▶ **THE REQUEST**
Return the data below word for word, leaving out the pictures.

▶ **INFORMATION SUPPLIED**
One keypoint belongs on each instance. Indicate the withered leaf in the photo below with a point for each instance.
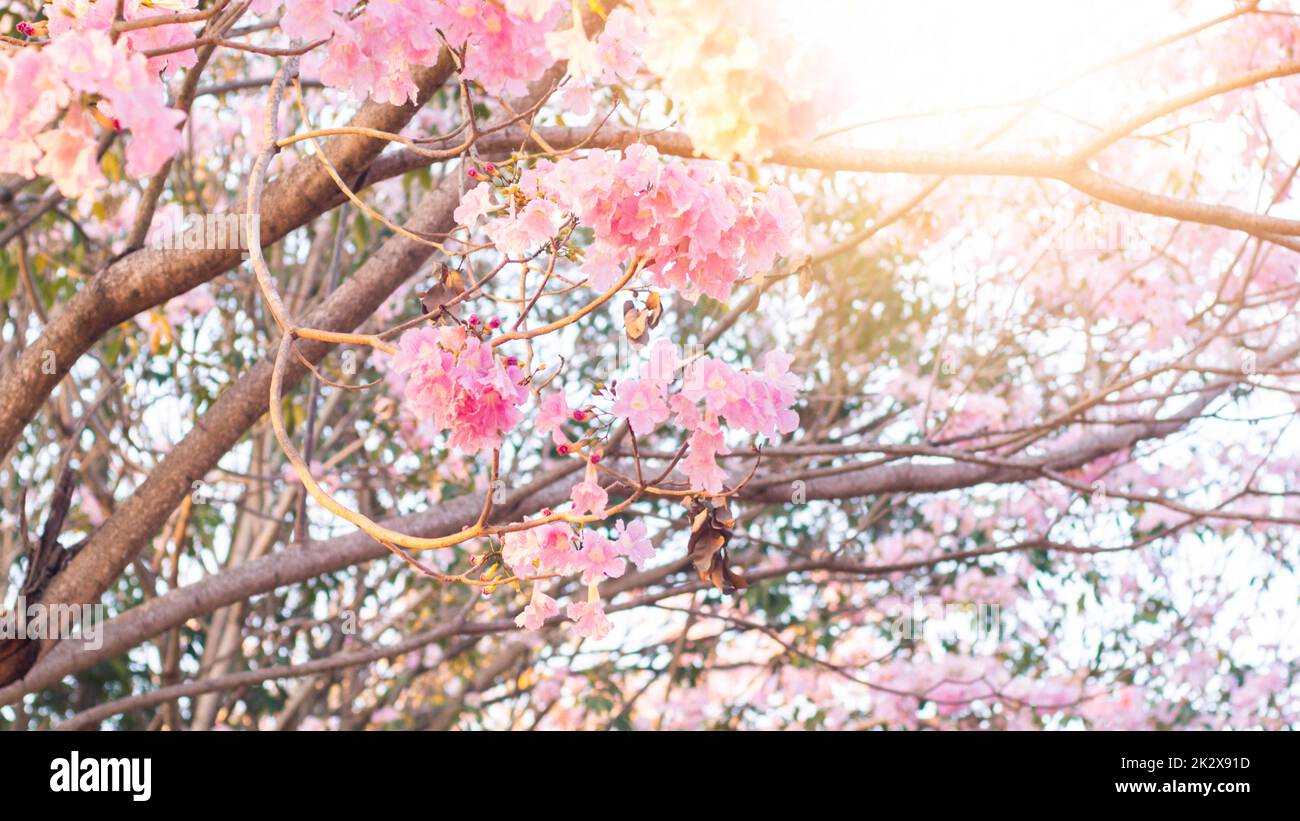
(449, 287)
(635, 322)
(655, 307)
(711, 526)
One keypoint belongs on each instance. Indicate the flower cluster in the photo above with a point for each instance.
(713, 394)
(89, 14)
(460, 385)
(696, 225)
(373, 52)
(87, 77)
(612, 56)
(554, 547)
(748, 86)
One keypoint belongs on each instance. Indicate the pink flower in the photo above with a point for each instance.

▶ **RESULT**
One keypoint belongs on each instance. Indicate the withered leaf in the photo below with a point for each instance.
(449, 287)
(635, 322)
(655, 307)
(711, 526)
One keypoint belongs on each instance. Indicate the flower cluster in the photo above with a point for each instance.
(713, 394)
(89, 14)
(460, 385)
(696, 225)
(373, 52)
(87, 77)
(612, 56)
(554, 547)
(748, 86)
One keypoint belongs on each instance. Indicate the pink flower in the photo above with a point for each instance.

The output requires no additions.